BOSTON (September 16, 2015) - Researchers from Dana-Farber/Boston Children's Cancer and Blood Disorders Center have found that changes to a small stretch of DNA may circumvent the genetic defect behind sickle cell disease (SCD). The discovery, published in the journal Nature, creates a path for developing gene editing approaches for treating SCD and other hemoglobin disorders, such as thalassemia.
This stretch of DNA, called an enhancer, controls the molecular switch BCL11A. This switch, in turn, determines whether a red blood cell produces the adult form of hemoglobin--which in SCD is mutated--or a fetal form that is unaffected by and counteracts the effects of the sickle mutation. Other studies indicate that sickle cell patients with elevated levels of fetal hemoglobin have a milder form of the disease.
The new Nature study--led by Stuart Orkin, MD, and Daniel Bauer, MD, PhD, of Dana-Farber/Boston Children's, and Feng Zhang, PhD, of the Broad Institute of MIT and Harvard--was spurred by the discovery that naturally occurring beneficial variations in the DNA sequence in this enhancer dial down BCL11A only in red blood cells.

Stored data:

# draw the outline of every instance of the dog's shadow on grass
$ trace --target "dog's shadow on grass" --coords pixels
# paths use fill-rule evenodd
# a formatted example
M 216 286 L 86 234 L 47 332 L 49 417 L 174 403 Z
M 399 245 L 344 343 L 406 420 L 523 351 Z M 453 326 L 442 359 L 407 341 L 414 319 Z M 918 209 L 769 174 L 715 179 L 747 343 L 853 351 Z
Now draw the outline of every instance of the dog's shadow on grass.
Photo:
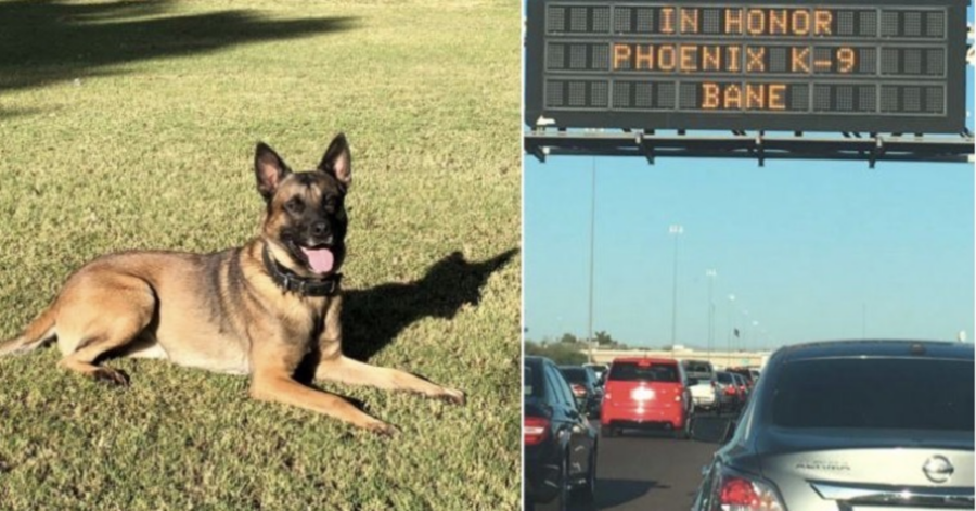
M 464 305 L 478 305 L 488 278 L 517 253 L 517 248 L 512 248 L 488 260 L 471 263 L 454 252 L 413 282 L 344 292 L 343 353 L 357 360 L 369 360 L 411 323 L 424 318 L 451 319 Z
M 175 0 L 0 7 L 0 92 L 120 73 L 119 65 L 352 28 L 349 17 L 273 20 L 253 10 L 181 12 Z M 2 112 L 0 112 L 2 115 Z

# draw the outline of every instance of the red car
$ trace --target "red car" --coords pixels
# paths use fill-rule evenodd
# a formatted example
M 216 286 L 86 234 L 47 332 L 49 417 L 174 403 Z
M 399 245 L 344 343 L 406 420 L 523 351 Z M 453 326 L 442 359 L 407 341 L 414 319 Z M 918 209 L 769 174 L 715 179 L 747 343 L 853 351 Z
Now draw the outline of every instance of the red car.
M 664 429 L 678 438 L 691 432 L 694 405 L 684 369 L 666 358 L 617 358 L 611 365 L 600 411 L 600 431 Z

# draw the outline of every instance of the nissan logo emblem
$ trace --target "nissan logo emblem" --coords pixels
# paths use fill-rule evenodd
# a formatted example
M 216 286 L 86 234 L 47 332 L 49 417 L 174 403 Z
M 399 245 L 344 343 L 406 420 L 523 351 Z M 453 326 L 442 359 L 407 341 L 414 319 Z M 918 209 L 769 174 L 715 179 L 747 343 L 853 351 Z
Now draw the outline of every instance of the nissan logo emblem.
M 949 481 L 955 469 L 945 456 L 933 456 L 925 460 L 922 472 L 925 472 L 925 476 L 933 483 L 945 483 Z

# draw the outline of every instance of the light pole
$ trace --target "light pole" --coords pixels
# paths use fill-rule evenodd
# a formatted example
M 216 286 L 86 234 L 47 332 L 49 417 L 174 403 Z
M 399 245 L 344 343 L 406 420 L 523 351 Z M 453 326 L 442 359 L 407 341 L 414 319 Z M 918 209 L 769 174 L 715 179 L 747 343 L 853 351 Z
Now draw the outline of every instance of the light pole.
M 718 272 L 715 268 L 705 270 L 705 277 L 708 277 L 708 358 L 711 358 L 711 346 L 715 343 L 715 301 L 712 292 L 715 291 L 715 278 Z
M 590 167 L 590 311 L 587 317 L 587 344 L 590 346 L 590 363 L 593 363 L 593 246 L 596 232 L 596 158 Z
M 727 368 L 732 367 L 732 331 L 735 330 L 735 327 L 732 324 L 732 309 L 734 309 L 734 308 L 735 308 L 735 295 L 730 294 L 729 295 L 729 333 L 728 333 L 728 337 L 725 340 L 727 344 L 728 344 L 725 349 L 727 349 L 727 353 L 729 354 L 728 355 L 729 361 L 725 365 Z
M 759 338 L 759 332 L 758 332 L 758 331 L 759 331 L 759 321 L 756 321 L 756 320 L 754 319 L 754 320 L 753 320 L 753 330 L 752 330 L 752 333 L 753 333 L 753 336 L 756 337 L 756 338 Z M 755 343 L 756 343 L 756 340 L 753 340 L 753 343 L 755 344 Z M 748 348 L 748 345 L 745 345 L 745 346 L 743 346 L 743 347 L 744 347 L 744 348 Z
M 668 233 L 675 237 L 675 271 L 671 285 L 671 353 L 678 343 L 678 237 L 684 232 L 684 228 L 678 223 L 668 226 Z

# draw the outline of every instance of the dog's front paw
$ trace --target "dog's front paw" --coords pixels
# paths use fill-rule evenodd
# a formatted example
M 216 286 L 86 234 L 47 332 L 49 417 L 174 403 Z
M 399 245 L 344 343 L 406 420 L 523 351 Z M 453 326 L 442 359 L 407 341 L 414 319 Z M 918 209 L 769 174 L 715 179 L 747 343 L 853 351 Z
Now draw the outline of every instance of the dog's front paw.
M 371 433 L 375 433 L 380 436 L 385 436 L 387 438 L 394 438 L 400 434 L 399 427 L 397 427 L 393 424 L 387 424 L 386 422 L 383 422 L 383 421 L 370 422 L 369 424 L 364 425 L 363 429 L 370 431 Z
M 97 382 L 108 383 L 111 385 L 127 387 L 129 386 L 129 376 L 123 371 L 110 368 L 97 368 L 91 372 L 91 378 Z
M 464 405 L 466 400 L 464 393 L 454 388 L 445 388 L 439 397 L 451 405 Z

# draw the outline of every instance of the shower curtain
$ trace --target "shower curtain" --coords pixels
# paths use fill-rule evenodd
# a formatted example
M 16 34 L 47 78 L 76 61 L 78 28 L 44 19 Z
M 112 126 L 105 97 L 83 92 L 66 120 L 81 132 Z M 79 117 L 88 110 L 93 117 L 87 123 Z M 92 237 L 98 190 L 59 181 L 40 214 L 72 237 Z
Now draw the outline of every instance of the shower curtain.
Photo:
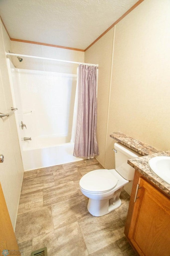
M 99 154 L 96 139 L 97 67 L 80 64 L 78 102 L 73 155 L 91 157 Z

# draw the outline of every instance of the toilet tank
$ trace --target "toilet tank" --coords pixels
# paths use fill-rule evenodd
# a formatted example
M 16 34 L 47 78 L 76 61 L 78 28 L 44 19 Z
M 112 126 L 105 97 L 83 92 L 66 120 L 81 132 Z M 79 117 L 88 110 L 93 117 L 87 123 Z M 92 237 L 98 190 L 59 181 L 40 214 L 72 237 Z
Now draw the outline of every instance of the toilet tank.
M 115 153 L 116 170 L 124 178 L 133 180 L 135 169 L 128 164 L 128 160 L 142 155 L 119 142 L 114 144 L 114 148 L 117 151 Z

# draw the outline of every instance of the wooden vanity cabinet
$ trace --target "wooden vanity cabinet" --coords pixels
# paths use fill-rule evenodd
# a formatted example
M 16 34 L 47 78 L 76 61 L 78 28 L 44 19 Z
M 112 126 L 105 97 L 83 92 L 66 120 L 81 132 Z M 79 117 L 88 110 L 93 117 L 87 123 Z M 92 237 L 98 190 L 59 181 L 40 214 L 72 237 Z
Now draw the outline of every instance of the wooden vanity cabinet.
M 169 256 L 170 200 L 135 171 L 125 234 L 140 255 Z

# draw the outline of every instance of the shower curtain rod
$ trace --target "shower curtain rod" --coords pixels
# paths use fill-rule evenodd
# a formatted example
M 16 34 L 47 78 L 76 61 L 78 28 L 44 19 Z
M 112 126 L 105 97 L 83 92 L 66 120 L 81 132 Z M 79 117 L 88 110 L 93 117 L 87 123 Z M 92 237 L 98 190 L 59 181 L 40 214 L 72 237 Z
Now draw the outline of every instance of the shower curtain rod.
M 14 56 L 19 56 L 22 57 L 28 57 L 29 58 L 34 58 L 35 59 L 40 59 L 43 60 L 55 60 L 56 61 L 61 61 L 63 62 L 68 62 L 69 63 L 74 63 L 75 64 L 82 64 L 85 65 L 92 65 L 97 66 L 98 67 L 99 65 L 98 64 L 91 64 L 90 63 L 84 63 L 84 62 L 77 62 L 76 61 L 71 61 L 70 60 L 58 60 L 56 59 L 51 59 L 50 58 L 45 58 L 44 57 L 39 57 L 37 56 L 31 56 L 31 55 L 25 55 L 24 54 L 19 54 L 10 53 L 6 52 L 6 55 L 12 55 Z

Task details. Retype the passage of the sickle cell news release that begins with "This stretch of" and ends with "of the disease.", copying it word for word.

Solution to the exercise.
This stretch of DNA, called an enhancer, controls the molecular switch BCL11A. This switch, in turn, determines whether a red blood cell produces the adult form of hemoglobin--which in SCD is mutated--or a fetal form that is unaffected by and counteracts the effects of the sickle mutation. Other studies indicate that sickle cell patients with elevated levels of fetal hemoglobin have a milder form of the disease.